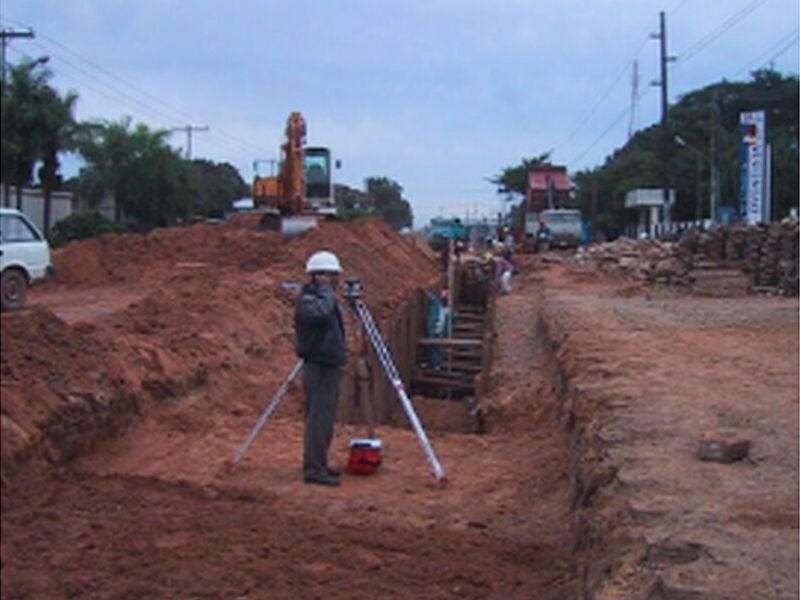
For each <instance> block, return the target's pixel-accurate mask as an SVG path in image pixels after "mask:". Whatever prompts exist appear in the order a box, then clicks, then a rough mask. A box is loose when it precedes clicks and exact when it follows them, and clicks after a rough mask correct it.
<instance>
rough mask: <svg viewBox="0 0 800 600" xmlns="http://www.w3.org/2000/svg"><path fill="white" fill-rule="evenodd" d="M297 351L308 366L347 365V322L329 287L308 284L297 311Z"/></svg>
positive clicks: (300, 292) (305, 289)
mask: <svg viewBox="0 0 800 600" xmlns="http://www.w3.org/2000/svg"><path fill="white" fill-rule="evenodd" d="M294 334H295V350H296V351H297V355H298V356H300V357H301V358H303V359H304V360H306V361H307V362H312V363H317V364H321V365H327V366H331V367H339V366H342V365H344V364H345V363H347V346H346V345H345V337H344V321H343V319H342V313H341V310H340V309H339V304H338V302H336V295H335V294H334V292H333V289H332V288H331V287H330V286H329V285H318V284H313V283H310V284H306V285H304V286H303V290H302V291H301V292H300V296H299V297H298V298H297V301H296V302H295V307H294Z"/></svg>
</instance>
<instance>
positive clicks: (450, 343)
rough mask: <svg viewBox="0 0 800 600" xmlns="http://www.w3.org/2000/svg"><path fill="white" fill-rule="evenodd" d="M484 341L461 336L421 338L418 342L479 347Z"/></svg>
mask: <svg viewBox="0 0 800 600" xmlns="http://www.w3.org/2000/svg"><path fill="white" fill-rule="evenodd" d="M481 343H482V341H481V340H478V339H475V340H472V339H459V338H420V339H418V340H417V344H419V345H420V346H449V347H453V348H455V347H458V346H461V347H476V348H477V347H479V346H480V345H481Z"/></svg>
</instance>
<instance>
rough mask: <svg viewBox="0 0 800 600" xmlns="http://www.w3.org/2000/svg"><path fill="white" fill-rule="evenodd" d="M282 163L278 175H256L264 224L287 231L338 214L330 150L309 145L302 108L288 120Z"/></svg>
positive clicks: (255, 193)
mask: <svg viewBox="0 0 800 600" xmlns="http://www.w3.org/2000/svg"><path fill="white" fill-rule="evenodd" d="M285 136H286V139H285V141H284V143H283V144H282V145H281V155H282V156H281V163H280V169H279V172H278V174H277V175H276V176H270V177H256V178H255V180H254V181H253V201H254V203H255V207H256V210H258V211H259V212H262V213H263V215H264V216H263V217H262V220H261V222H262V226H264V227H266V228H268V229H280V230H281V231H283V233H284V234H285V235H289V236H292V235H297V234H298V233H300V232H302V231H305V230H307V229H309V228H310V227H314V226H316V224H317V219H318V218H320V217H324V216H331V217H332V216H335V214H336V204H335V201H334V198H333V185H332V183H331V159H330V150H328V149H327V148H323V147H313V148H311V147H306V122H305V119H304V118H303V116H302V115H301V114H300V113H299V112H293V113H291V114H290V115H289V118H288V119H287V121H286V129H285Z"/></svg>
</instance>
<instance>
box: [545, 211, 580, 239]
mask: <svg viewBox="0 0 800 600" xmlns="http://www.w3.org/2000/svg"><path fill="white" fill-rule="evenodd" d="M539 219H540V220H541V222H542V223H543V224H544V228H546V229H547V230H548V243H549V244H550V246H551V247H553V246H558V247H562V248H577V247H578V246H580V244H581V239H582V236H583V223H582V220H581V211H579V210H577V209H572V208H551V209H547V210H543V211H542V212H541V213H539Z"/></svg>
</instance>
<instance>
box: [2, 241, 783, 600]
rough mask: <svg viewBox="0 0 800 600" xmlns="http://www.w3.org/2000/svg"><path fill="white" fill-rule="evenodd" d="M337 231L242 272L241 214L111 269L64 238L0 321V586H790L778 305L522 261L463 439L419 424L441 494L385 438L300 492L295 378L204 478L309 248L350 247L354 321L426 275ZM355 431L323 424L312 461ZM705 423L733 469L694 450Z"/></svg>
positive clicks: (17, 590) (273, 589)
mask: <svg viewBox="0 0 800 600" xmlns="http://www.w3.org/2000/svg"><path fill="white" fill-rule="evenodd" d="M363 227H364V229H362V230H360V231H358V232H357V234H353V235H351V234H350V233H348V232H347V231H346V230H344V229H342V228H336V229H335V230H332V231H333V233H332V234H331V235H332V238H326V237H325V235H326V232H325V231H322V232H319V233H314V236H315V237H313V238H311V239H310V240H305V241H301V242H299V243H298V244H297V245H295V246H290V247H288V248H287V249H286V251H283V250H282V249H281V248H280V246H279V242H277V241H275V240H272V241H270V244H272V246H270V248H271V249H272V250H271V251H270V252H272V254H270V253H269V252H266V251H265V253H264V254H263V255H261V254H258V253H256V255H255V256H256V257H257V258H258V260H255V259H253V258H252V257H250V258H249V259H248V256H246V255H244V254H241V253H243V252H245V251H246V249H247V248H249V247H250V246H253V247H258V248H261V246H258V244H260V243H262V242H263V240H262V239H261V238H260V237H258V236H257V235H256V234H254V233H252V232H248V231H247V230H246V229H245V230H243V231H241V232H231V231H229V230H225V231H223V232H222V233H221V234H216V233H214V232H213V231H210V230H208V229H205V230H203V231H200V232H199V233H198V232H195V233H193V234H192V235H194V236H195V238H197V240H199V241H196V242H195V243H194V245H193V244H192V243H189V242H187V241H186V240H185V239H184V238H180V239H178V238H177V237H175V236H173V237H175V239H166V238H169V237H170V235H171V234H163V233H162V234H159V236H156V237H155V239H151V238H147V239H144V240H137V246H136V247H137V248H138V250H139V252H140V256H139V260H138V262H139V263H141V264H142V265H144V267H146V268H139V267H137V265H133V264H132V265H130V268H129V269H128V270H127V271H126V272H127V273H128V274H129V275H128V276H126V277H117V275H116V274H117V273H118V271H117V270H116V269H115V268H111V267H103V269H105V272H106V273H107V276H104V277H98V276H97V273H98V269H99V268H100V267H98V265H99V264H100V262H102V261H101V258H105V259H106V260H110V259H112V258H115V257H117V258H118V259H119V260H120V261H122V260H123V258H122V257H123V254H124V253H123V252H122V250H120V249H119V248H117V247H116V246H115V245H114V244H115V242H111V241H108V242H104V243H106V244H110V246H109V247H110V248H112V249H113V250H114V251H113V252H112V251H110V250H109V248H108V247H107V248H105V250H104V249H103V248H94V249H93V252H94V251H97V252H95V253H94V254H92V256H93V257H94V258H92V259H91V261H89V260H84V261H83V262H81V261H80V253H79V252H78V250H79V248H77V249H72V250H70V252H71V253H73V254H74V255H75V257H77V259H78V260H77V264H78V265H80V264H90V263H92V264H94V265H95V266H94V268H92V269H88V268H87V269H86V270H85V272H82V271H80V270H79V269H78V268H77V267H76V268H75V269H74V271H73V272H72V273H71V274H68V273H65V270H62V278H63V279H62V280H61V281H57V282H55V284H53V285H52V286H50V287H45V288H42V289H39V290H33V293H32V308H31V309H28V310H26V311H23V312H21V313H16V314H4V315H3V316H2V326H3V345H2V359H3V362H2V371H1V372H0V373H1V374H2V380H1V383H2V392H3V394H2V414H3V488H2V595H3V597H4V598H6V597H8V598H61V597H64V598H66V597H92V598H130V597H164V598H167V597H169V598H174V597H186V598H219V597H226V598H227V597H231V598H237V597H252V598H286V597H300V598H316V597H319V598H322V597H325V598H328V597H340V598H360V597H369V596H373V597H386V598H453V597H469V598H579V597H594V598H792V597H796V596H797V592H798V588H797V574H798V570H797V560H798V546H797V533H798V513H797V505H798V496H797V489H798V457H797V440H798V418H797V417H798V414H797V411H798V391H797V390H798V388H797V384H798V370H797V364H798V341H797V326H798V318H797V315H798V305H797V301H796V300H787V299H782V298H762V297H749V298H740V299H700V298H693V297H687V296H682V295H679V294H676V293H674V292H670V291H668V290H657V289H651V288H647V287H644V286H641V285H638V284H637V285H634V284H631V283H628V282H625V281H622V280H619V279H611V278H608V277H607V276H601V275H599V274H597V273H594V272H587V271H581V270H579V269H576V268H574V267H571V266H569V265H567V264H565V263H564V262H563V261H562V260H561V259H559V258H558V257H549V258H547V259H546V260H543V259H542V258H540V257H537V258H536V259H530V258H525V259H521V260H520V263H519V264H520V271H521V272H520V273H519V274H518V276H517V277H516V278H515V279H514V282H513V291H512V293H511V294H510V295H508V296H502V297H500V298H499V299H498V304H497V334H498V335H497V340H496V347H495V363H494V365H493V371H492V381H493V383H494V387H493V390H492V391H491V393H490V394H489V395H488V396H487V397H486V398H485V399H484V402H483V404H484V406H485V407H486V409H487V410H488V417H487V420H488V421H487V422H488V425H489V432H488V433H487V434H486V435H482V436H479V435H474V434H463V433H453V432H451V431H444V430H438V429H430V430H429V432H428V433H429V434H430V437H431V441H432V443H433V447H434V449H435V451H436V453H437V455H438V458H439V460H440V461H441V463H442V465H443V466H444V468H445V470H446V472H447V476H448V481H447V483H446V485H441V484H438V483H437V482H436V481H435V479H434V478H433V477H432V475H431V473H430V468H429V465H428V464H427V461H426V458H425V455H424V453H423V451H422V449H421V448H420V445H419V443H418V441H417V439H416V438H415V436H414V435H413V433H412V432H411V431H410V430H408V429H395V428H389V427H380V428H379V429H378V431H377V435H378V437H380V438H381V439H382V440H383V442H384V445H385V449H384V453H383V458H384V464H383V465H382V466H381V468H380V471H379V472H378V473H377V474H376V475H373V476H368V477H364V476H362V477H359V476H354V475H348V474H345V475H344V478H343V484H342V486H341V487H339V488H322V487H317V486H309V485H307V484H304V483H302V481H301V478H300V469H299V462H300V452H301V436H302V424H301V421H300V418H299V403H300V390H299V389H298V388H297V387H293V388H292V389H291V391H290V393H289V395H288V396H287V398H286V399H285V401H284V403H283V404H282V405H281V407H280V408H279V409H278V411H277V413H276V414H275V416H274V417H273V419H272V420H271V421H270V422H269V423H268V425H267V427H266V428H265V429H264V431H263V432H262V434H261V435H260V437H259V438H258V439H257V441H256V443H255V444H254V445H253V446H252V448H251V449H250V451H249V453H248V454H247V456H246V457H245V459H244V460H243V461H242V462H241V463H240V465H239V466H238V467H237V468H236V469H235V470H234V471H233V472H228V471H226V469H225V468H224V463H225V461H226V460H227V459H229V458H230V457H232V455H233V453H234V452H235V450H236V448H237V447H238V445H239V444H240V443H241V441H242V440H243V439H244V437H245V435H246V434H247V433H248V431H249V429H250V428H251V427H252V425H253V423H254V422H255V420H256V418H257V416H258V414H259V412H260V410H261V408H262V407H263V405H264V403H265V402H266V400H267V398H268V397H269V394H271V392H272V390H274V389H276V387H277V386H278V384H279V383H280V381H281V379H282V378H283V377H284V376H285V374H286V373H287V372H288V370H289V368H290V366H291V364H292V362H293V360H294V359H293V357H292V355H291V344H290V335H291V320H290V315H291V299H290V297H289V296H288V295H287V293H286V292H285V291H282V290H281V289H280V286H279V283H280V282H281V281H282V280H284V279H287V278H289V277H292V276H293V275H294V276H296V273H297V272H298V268H299V266H300V265H301V264H302V257H303V256H304V255H305V254H306V253H307V252H308V250H309V248H311V247H313V245H314V244H318V243H319V242H320V241H321V240H328V241H330V240H331V239H332V240H333V242H335V243H338V244H339V246H334V247H335V249H336V250H337V251H339V252H340V253H342V254H343V255H345V256H349V254H348V253H351V254H352V256H353V262H354V263H355V264H356V265H358V267H357V269H358V271H359V274H362V275H366V278H367V279H368V280H369V283H370V289H371V290H372V292H371V293H372V297H371V298H368V301H370V303H371V306H372V308H373V311H374V312H376V313H379V312H380V311H388V312H390V311H391V310H392V307H393V306H395V305H396V303H397V302H398V301H400V300H401V299H402V297H403V294H404V293H405V292H404V290H409V289H412V288H413V287H414V286H416V285H422V284H423V283H424V282H426V281H428V280H430V277H431V275H432V273H433V271H431V270H430V269H432V268H433V267H432V264H431V262H430V260H429V258H428V257H426V256H423V255H422V254H421V253H420V252H419V251H415V250H414V249H413V248H411V247H405V246H403V245H402V244H400V243H399V242H397V241H396V240H393V238H392V237H391V236H392V234H391V233H390V232H387V231H385V230H384V229H382V228H380V227H377V226H372V225H366V226H363ZM215 235H221V236H222V239H223V240H224V241H225V243H224V244H223V243H222V242H219V240H217V239H216V238H215V237H214V236H215ZM348 236H350V237H348ZM382 240H383V241H382ZM387 240H388V241H387ZM390 242H391V246H387V245H386V244H388V243H390ZM176 244H177V246H178V247H180V248H181V250H182V252H181V261H180V264H181V265H182V266H178V263H177V262H176V261H175V259H174V252H171V251H170V249H172V250H174V248H175V245H176ZM359 244H362V245H363V244H366V245H367V247H368V248H369V249H371V250H373V251H374V252H373V253H372V254H371V255H369V256H368V257H367V260H366V261H364V260H362V259H361V258H360V253H359V251H358V248H359ZM332 245H333V244H332ZM201 246H202V247H205V248H212V249H214V248H216V249H219V248H222V247H225V248H230V247H231V246H233V247H235V248H238V249H239V250H238V251H237V252H239V255H238V256H237V258H236V259H235V260H233V259H231V258H230V255H229V253H228V252H226V253H225V254H224V256H222V255H219V256H217V255H210V254H209V253H208V251H202V250H201ZM87 248H88V246H87ZM380 248H390V250H387V252H390V253H391V254H392V256H390V257H388V259H386V261H385V267H384V264H383V263H381V262H380V261H381V258H380V257H381V254H380V252H378V251H377V250H376V249H380ZM89 249H91V248H89ZM115 252H116V254H115ZM154 254H157V255H158V256H159V258H158V260H155V259H152V260H151V258H152V257H153V255H154ZM215 256H216V258H215ZM220 256H222V258H220ZM75 257H73V258H75ZM170 257H172V258H170ZM216 260H220V261H222V262H223V263H224V264H225V265H227V266H226V268H225V269H224V270H220V271H219V272H217V271H216V270H215V269H211V270H209V268H208V265H210V264H211V265H213V264H215V261H216ZM92 261H94V262H92ZM359 261H360V262H359ZM67 264H75V263H67ZM381 269H383V270H381ZM392 269H396V271H392ZM401 272H403V273H405V274H404V275H402V276H401V275H400V273H401ZM68 275H69V276H68ZM242 290H244V292H246V293H243V292H242ZM28 337H33V338H34V339H36V340H39V343H38V344H37V345H35V346H34V345H32V344H29V343H27V342H26V339H27V338H28ZM42 348H44V350H42ZM442 402H447V401H446V400H442ZM458 418H461V413H460V412H459V415H458ZM364 433H365V432H364V431H363V429H362V428H358V427H355V426H340V427H339V428H338V429H337V433H336V438H335V440H334V444H333V448H332V461H333V462H334V463H338V464H339V465H342V464H344V463H345V461H346V459H347V452H348V445H349V440H350V439H351V438H353V437H361V436H363V435H364ZM713 436H717V437H720V436H724V437H726V438H731V439H739V438H746V439H748V440H750V442H751V452H750V457H749V458H748V459H747V460H745V461H743V462H738V463H733V464H718V463H707V462H701V461H699V460H698V458H697V453H696V450H697V445H698V443H699V442H700V441H701V440H702V439H704V438H707V437H713ZM83 440H86V441H85V442H83Z"/></svg>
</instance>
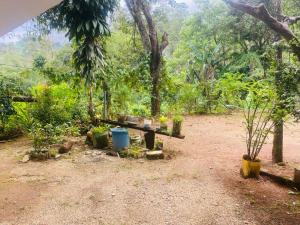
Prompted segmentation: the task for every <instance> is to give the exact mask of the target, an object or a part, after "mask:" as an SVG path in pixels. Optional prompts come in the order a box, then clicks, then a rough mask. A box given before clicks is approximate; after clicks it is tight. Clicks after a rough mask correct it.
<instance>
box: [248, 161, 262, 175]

__Task item__: Look through the data above for the word "pixels". Report each line where it occurs.

__Response below__:
For each <instance> block, return the target's pixel-accurate mask as an SVG path in image pixels after "mask:". Whatever prompts exist appear in the order a box, then clicks, then a rough mask. A box is loose when it precedes clicks and exact when it follows them, and clicks after a rough mask correct it.
Prompted segmentation: the task for every <instance> is to give the exact mask of the target, an object or a part, after "mask:" as an SVG path in pixels. Optional prompts come in the order a box, then clicks, then a rough mask. A box given before clicks is approximate; after clicks it is tight. Clicks after a rough mask correct it.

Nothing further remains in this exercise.